▶ Aim of the exercise:
Could you extend the passage about the 1976 Soweto uprising, picking up right after its final sentence?

▶ Excerpted text:
The photo of Mbuyiso carrying the tiny body of Hector Pieterson came to symbolize to the world what had happened in Soweto on 16 June 1976, but Hector served as a focal point in yet another way when, after a permit was denied for a mass burial of those killed in Soweto and the Apartheid government refused to release victims’ bodies to their families, Hector’s funeral was attended by thousands and use as a memorial for everyone.  

But the ripples of what had taken place in Soweto were still not done.  Rioting and peaceful protests alike spread throughout South Africa.  On 17 June, as 1500 heavily-armed police invaded Soweto with the back up of armored personnel carriers and helicopters, more than 400 white students from the University of the Witwatersrand marched through central Johannesburg to show their support for the Soweto schoolchildren.  They were joined by black workers from throughout the city.

In Kagiso a nonviolent student march ended with police killing five and retreating before being rescued by reserve forces, and the University of Zululand administration building and records building burned.  The police forces demanded that hospitals and clinics report all gunshot wounds that were treated so that they could arrest the perpetrators of the uprising, but doctors and nurses refused to cooperate, instead listing gunshot wounds as “abcesses” in hospital records.

▶ Recorded data:
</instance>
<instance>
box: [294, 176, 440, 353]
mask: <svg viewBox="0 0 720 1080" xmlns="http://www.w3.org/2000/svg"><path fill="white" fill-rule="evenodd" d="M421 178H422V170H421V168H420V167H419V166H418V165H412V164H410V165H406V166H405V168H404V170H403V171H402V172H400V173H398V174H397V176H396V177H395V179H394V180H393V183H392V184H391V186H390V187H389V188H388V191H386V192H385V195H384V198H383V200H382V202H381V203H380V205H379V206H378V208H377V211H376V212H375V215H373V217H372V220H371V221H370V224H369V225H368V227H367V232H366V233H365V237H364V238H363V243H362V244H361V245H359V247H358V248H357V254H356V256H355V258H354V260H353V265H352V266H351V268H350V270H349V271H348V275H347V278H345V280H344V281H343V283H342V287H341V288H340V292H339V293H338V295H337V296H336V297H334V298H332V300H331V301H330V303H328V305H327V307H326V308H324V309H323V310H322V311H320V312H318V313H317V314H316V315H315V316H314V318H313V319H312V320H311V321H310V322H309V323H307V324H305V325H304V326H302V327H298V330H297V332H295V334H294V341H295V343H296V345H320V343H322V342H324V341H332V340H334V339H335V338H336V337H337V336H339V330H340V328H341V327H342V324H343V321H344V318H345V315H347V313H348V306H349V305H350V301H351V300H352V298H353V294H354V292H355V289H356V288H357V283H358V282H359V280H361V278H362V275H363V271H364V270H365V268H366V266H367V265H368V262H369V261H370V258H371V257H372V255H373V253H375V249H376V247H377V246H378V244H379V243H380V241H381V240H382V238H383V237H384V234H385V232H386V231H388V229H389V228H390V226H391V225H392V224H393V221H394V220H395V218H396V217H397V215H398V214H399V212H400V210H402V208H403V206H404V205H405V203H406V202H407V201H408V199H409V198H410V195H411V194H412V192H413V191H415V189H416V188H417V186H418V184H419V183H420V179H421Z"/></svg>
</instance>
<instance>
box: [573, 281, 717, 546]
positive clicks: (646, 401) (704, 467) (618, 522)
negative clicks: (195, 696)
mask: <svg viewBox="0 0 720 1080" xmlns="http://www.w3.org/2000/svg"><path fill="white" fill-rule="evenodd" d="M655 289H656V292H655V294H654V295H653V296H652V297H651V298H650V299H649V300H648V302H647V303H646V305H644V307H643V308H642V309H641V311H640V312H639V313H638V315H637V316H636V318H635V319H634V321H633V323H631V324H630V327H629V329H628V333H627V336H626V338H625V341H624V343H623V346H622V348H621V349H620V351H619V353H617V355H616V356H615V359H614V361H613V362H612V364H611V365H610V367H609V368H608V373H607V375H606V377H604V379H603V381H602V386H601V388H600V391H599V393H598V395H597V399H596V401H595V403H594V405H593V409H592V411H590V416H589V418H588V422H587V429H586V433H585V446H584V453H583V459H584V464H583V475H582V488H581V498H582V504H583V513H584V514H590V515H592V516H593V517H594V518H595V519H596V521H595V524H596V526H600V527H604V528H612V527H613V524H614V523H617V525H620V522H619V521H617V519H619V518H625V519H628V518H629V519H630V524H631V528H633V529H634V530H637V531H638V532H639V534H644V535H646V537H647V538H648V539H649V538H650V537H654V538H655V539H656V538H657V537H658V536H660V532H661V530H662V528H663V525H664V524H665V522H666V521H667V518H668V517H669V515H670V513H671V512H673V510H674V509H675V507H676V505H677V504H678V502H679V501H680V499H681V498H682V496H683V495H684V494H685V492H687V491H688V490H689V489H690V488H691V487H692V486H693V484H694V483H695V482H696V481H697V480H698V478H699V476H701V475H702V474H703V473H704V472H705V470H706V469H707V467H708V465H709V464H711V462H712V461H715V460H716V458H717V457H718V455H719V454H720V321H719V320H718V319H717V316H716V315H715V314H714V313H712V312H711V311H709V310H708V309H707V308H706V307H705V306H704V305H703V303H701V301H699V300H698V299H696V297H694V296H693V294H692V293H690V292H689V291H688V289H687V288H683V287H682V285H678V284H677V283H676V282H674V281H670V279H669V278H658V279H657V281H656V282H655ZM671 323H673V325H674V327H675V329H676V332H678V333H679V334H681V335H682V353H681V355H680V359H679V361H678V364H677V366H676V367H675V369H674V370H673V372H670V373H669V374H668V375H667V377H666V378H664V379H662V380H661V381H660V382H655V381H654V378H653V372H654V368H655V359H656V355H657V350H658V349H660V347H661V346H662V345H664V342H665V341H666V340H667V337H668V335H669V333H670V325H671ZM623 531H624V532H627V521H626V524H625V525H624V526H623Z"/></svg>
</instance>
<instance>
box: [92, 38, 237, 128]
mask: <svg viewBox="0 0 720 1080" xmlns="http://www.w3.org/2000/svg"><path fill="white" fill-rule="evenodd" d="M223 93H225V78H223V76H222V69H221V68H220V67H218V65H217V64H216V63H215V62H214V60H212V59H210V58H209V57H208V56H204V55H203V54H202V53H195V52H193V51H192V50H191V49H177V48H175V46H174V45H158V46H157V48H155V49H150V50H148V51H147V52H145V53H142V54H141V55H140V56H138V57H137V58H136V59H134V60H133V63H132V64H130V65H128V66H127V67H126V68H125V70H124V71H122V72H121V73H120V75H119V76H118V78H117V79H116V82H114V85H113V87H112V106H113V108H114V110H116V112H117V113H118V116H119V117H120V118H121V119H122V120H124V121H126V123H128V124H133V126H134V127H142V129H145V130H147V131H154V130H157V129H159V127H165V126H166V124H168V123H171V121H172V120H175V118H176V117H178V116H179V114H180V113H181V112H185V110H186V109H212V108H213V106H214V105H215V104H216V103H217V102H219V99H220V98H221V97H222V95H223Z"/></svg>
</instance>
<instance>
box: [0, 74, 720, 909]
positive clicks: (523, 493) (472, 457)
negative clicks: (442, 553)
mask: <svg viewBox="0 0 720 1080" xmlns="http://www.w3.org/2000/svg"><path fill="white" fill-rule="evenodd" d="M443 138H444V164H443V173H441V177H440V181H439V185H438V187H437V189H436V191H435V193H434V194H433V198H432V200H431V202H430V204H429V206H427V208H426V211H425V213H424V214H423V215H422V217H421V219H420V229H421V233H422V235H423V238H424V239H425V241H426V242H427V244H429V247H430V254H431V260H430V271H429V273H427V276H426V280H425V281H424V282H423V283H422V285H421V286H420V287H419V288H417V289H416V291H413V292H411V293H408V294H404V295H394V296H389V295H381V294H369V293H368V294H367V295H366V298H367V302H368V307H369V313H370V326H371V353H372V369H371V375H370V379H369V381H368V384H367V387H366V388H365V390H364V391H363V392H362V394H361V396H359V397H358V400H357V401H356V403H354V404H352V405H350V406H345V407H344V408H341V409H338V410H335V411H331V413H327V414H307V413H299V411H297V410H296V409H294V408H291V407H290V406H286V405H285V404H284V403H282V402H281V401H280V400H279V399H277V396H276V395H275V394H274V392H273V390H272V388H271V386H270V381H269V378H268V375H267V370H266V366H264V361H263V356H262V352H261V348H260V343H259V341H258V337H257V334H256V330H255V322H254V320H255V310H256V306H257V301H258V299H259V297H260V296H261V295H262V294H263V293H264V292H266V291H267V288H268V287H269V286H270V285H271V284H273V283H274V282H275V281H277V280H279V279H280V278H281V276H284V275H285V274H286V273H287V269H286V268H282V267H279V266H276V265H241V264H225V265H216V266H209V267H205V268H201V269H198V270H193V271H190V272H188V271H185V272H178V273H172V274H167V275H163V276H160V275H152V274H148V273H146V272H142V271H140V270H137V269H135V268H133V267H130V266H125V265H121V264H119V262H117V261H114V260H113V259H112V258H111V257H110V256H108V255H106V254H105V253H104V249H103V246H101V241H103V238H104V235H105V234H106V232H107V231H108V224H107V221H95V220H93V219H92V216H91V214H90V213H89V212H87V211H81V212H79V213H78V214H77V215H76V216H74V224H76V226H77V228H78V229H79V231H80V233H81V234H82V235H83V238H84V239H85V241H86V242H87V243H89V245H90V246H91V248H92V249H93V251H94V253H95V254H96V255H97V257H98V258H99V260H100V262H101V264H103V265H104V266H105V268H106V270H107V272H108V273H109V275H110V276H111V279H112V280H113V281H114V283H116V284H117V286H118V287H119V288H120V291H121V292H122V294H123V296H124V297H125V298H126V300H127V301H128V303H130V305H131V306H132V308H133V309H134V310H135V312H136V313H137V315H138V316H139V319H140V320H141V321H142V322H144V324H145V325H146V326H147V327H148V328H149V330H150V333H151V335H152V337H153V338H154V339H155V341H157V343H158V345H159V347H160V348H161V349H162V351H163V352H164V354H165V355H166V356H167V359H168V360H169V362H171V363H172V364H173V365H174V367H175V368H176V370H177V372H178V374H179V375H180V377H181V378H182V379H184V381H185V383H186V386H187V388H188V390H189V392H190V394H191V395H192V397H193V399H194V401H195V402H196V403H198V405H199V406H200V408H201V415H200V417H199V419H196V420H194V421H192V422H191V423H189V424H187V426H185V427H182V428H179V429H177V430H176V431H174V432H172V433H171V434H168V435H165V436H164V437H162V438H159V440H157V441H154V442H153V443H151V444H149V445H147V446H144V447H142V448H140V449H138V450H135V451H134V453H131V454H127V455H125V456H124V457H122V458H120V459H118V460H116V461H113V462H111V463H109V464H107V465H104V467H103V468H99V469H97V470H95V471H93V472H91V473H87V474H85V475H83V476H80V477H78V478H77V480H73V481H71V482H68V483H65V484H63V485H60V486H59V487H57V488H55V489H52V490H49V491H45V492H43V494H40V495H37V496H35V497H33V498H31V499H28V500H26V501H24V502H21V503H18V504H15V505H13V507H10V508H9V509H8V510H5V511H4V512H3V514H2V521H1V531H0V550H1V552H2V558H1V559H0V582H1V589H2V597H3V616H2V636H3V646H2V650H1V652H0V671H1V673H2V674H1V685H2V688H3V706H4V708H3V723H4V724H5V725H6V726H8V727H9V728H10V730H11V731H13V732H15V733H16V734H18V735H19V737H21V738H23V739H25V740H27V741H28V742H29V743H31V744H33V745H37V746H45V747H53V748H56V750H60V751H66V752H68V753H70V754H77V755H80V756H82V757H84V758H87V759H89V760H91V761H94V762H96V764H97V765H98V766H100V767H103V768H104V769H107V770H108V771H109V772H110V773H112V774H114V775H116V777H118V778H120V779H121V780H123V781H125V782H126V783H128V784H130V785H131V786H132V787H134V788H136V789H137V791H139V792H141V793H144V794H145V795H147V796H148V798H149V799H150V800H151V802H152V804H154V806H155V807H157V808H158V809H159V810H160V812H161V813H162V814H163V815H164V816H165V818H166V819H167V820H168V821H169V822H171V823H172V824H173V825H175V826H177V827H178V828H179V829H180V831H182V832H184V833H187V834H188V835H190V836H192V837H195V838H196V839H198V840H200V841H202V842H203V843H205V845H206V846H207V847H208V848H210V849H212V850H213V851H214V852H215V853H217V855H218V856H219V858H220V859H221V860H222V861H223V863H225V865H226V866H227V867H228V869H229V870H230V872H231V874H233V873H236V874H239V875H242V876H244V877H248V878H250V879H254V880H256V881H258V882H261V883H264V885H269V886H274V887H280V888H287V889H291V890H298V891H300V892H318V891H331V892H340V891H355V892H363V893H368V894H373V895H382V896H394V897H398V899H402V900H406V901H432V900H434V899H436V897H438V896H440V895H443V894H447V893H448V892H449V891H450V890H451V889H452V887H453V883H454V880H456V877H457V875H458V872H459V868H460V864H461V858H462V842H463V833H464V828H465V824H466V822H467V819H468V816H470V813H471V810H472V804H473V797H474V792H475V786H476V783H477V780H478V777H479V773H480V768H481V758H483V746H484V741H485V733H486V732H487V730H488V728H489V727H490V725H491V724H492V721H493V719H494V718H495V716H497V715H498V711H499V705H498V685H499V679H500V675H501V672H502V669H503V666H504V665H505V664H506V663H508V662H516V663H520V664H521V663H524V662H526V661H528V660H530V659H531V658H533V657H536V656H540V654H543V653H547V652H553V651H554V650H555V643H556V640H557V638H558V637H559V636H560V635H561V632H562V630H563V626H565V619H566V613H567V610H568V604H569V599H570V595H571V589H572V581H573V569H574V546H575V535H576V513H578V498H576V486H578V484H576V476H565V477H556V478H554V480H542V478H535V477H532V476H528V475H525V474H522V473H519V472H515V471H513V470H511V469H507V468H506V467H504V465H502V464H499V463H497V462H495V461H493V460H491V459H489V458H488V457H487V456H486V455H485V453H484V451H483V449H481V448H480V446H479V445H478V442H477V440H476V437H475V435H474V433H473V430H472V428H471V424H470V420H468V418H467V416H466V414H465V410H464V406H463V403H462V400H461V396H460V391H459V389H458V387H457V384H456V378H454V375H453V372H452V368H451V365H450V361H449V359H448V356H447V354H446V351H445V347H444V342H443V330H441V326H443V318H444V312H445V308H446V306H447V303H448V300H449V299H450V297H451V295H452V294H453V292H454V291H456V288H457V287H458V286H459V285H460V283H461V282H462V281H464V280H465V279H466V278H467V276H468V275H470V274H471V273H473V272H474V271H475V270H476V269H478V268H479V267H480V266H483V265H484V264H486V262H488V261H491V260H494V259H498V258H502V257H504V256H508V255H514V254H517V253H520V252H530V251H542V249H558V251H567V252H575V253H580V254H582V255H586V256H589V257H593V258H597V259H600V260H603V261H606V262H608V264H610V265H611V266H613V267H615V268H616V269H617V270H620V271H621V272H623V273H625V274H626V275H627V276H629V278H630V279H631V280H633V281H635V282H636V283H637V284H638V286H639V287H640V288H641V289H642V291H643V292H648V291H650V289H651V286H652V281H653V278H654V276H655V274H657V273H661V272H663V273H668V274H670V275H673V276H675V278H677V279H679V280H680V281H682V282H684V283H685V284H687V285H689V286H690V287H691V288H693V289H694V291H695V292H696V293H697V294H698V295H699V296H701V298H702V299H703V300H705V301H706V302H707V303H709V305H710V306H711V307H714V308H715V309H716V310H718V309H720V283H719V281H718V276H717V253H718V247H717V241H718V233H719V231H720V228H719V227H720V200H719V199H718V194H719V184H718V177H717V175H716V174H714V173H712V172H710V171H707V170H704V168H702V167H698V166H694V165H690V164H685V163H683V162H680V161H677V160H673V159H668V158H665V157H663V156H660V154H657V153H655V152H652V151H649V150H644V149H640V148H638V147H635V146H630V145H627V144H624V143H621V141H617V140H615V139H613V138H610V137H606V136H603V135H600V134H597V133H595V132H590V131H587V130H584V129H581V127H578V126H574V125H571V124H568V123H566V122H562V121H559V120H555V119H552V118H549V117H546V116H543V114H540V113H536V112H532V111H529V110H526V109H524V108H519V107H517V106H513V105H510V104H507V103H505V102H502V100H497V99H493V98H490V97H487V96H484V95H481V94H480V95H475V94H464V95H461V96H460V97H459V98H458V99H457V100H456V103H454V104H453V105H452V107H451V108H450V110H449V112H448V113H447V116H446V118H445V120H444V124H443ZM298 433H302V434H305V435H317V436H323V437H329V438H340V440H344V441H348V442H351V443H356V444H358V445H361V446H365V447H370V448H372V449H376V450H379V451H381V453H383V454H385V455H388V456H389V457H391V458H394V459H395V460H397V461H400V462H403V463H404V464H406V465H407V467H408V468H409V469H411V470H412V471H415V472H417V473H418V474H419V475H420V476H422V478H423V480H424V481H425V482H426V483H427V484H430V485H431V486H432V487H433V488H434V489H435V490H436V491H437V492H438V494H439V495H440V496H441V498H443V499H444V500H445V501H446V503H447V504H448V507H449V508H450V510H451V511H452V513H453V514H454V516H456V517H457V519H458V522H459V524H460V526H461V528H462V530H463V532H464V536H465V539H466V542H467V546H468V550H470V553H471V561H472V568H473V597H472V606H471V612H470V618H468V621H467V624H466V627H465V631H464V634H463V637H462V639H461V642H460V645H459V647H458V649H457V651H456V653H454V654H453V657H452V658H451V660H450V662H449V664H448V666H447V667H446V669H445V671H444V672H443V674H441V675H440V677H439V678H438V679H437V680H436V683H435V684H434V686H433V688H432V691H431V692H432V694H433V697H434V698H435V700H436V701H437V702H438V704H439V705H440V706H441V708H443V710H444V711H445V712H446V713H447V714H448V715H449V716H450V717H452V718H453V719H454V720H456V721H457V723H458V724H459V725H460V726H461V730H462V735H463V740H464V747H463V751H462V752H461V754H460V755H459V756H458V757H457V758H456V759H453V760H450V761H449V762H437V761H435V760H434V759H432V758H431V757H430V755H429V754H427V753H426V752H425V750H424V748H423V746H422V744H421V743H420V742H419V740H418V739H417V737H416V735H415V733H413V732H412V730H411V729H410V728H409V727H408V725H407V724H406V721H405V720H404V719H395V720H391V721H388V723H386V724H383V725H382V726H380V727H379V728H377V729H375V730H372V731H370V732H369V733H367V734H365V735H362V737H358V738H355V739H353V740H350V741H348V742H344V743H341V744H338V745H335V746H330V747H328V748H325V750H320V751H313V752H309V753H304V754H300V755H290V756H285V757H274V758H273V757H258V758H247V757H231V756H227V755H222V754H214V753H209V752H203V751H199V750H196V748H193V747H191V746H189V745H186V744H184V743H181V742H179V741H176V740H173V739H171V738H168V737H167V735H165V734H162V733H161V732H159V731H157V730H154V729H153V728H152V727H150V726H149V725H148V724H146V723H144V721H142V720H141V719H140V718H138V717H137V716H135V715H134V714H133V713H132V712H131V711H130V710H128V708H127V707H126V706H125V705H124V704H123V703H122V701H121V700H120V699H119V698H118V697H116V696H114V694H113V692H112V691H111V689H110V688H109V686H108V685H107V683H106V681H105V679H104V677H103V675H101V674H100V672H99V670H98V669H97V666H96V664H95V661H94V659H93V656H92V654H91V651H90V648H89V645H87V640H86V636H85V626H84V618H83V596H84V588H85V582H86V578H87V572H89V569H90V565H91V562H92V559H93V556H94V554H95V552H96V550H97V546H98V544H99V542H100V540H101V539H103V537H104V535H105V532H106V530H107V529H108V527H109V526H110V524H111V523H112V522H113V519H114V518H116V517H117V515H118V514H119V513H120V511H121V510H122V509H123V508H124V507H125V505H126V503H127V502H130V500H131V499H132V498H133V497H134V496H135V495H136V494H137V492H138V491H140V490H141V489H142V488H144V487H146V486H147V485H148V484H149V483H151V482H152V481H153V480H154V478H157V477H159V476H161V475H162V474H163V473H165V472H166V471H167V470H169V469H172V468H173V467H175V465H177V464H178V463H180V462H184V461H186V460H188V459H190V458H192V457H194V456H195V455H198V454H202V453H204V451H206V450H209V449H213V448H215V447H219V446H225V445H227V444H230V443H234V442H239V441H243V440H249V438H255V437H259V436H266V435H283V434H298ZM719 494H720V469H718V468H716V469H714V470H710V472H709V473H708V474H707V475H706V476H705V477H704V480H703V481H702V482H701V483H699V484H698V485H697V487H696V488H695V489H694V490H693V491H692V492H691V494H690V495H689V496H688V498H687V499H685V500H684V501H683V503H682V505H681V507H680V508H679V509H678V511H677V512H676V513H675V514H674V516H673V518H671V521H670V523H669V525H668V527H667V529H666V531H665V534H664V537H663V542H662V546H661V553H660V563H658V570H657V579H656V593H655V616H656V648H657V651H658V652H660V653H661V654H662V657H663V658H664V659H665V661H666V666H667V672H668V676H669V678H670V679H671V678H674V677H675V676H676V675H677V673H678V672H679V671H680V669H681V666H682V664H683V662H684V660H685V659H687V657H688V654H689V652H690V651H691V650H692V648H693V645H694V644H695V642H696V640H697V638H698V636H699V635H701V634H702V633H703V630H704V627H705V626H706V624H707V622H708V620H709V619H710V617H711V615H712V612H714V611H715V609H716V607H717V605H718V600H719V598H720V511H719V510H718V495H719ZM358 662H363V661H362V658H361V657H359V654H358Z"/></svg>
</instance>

▶ The answer:
Soweto uprising
Students being treated in a Johannesburg hospital after wounds from the Soweto rioting.

The black youth of Soweto took the most intense casualties, but the explosion of rage was not able to always distinguish between allies and enemies.  In the official death count of 23 from the first day of rioting was included Dr. Melville Edelstein, the sociologist who had been warning about the rage simmering in the black youth from the unjust conditions created by the government.  

Dr Melville Edelstein
Dr Melville Edelstein, stoned to death in Soweto during the uprisings.

Edelstein went to work in Soweto as he had for 18 years that morning, waving good morning to youth gathered outside his office.  When news of the violence began to spread, he rushed back to his office from an official opening he had been officiating to make sure that a female colleague was able to get out safely.  He shooed everyone out of the building, and when he was finally able to leave an enraged mob broke into the building and attacked him.  

Edelstein was stoned to death, and when his body was discovered it was wearing a placard around its neck that said, “Beware Afrikaans is the most dangerous drug for our future.”

All this was occurring as the Apartheid government had been attempting to present a more benign version of their racist system to the world, and the state was never able to restore the white peace and social stability of the early 1970s.  The rand quickly devalued in the face of the unrest, and even the United Nations was quick to condemn with Resolution 392, which condemned both the incident in Soweto and the apartheid government itself.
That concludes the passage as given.